■ Items from a labeling collection:
──────────
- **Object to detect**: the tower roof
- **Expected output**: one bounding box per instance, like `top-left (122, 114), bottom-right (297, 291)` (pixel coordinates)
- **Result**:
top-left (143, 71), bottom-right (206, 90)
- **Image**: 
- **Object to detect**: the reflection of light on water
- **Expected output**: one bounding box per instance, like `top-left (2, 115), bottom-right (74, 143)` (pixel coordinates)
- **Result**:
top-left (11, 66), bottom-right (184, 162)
──────────
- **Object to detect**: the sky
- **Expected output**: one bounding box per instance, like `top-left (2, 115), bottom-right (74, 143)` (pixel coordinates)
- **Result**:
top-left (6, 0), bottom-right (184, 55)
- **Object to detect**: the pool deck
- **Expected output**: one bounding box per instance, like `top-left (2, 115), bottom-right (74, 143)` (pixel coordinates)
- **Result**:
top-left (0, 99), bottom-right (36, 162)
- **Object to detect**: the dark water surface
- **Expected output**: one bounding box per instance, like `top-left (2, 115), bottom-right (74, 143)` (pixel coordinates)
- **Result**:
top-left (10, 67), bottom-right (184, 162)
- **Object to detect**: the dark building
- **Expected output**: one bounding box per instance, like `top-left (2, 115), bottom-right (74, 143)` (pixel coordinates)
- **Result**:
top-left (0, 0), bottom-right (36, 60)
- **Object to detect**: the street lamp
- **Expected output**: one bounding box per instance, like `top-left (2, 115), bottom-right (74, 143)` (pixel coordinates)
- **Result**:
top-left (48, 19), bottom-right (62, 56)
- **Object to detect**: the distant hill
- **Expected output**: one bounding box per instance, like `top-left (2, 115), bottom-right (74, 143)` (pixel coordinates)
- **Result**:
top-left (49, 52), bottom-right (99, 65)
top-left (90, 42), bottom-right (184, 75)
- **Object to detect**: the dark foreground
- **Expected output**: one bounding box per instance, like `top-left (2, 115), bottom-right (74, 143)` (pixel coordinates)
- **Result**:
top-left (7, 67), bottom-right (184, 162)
──────────
■ Aim:
Transcribe verbatim the lines running from the one with "- **Object to detect**: the dark water" up to and including the one with "top-left (90, 42), bottom-right (184, 75)".

■ Full response:
- **Object to detect**: the dark water surface
- **Expected output**: one bounding box per instance, like `top-left (2, 115), bottom-right (74, 143)` (pixel coordinates)
- **Result**:
top-left (10, 67), bottom-right (184, 162)
- **Object to detect**: the dark building
- **Expected output**: one bounding box per instance, like `top-left (2, 115), bottom-right (74, 143)` (pixel coordinates)
- **Result**:
top-left (0, 0), bottom-right (36, 60)
- **Object to detect**: the street lamp
- **Expected output**: one bounding box per instance, like `top-left (2, 115), bottom-right (74, 143)` (pixel coordinates)
- **Result**:
top-left (48, 19), bottom-right (62, 56)
- **Object to detect**: the distant hill
- **Expected output**: one bounding box per instance, like `top-left (2, 115), bottom-right (74, 143)` (pixel coordinates)
- **Result**:
top-left (49, 52), bottom-right (99, 65)
top-left (90, 42), bottom-right (184, 75)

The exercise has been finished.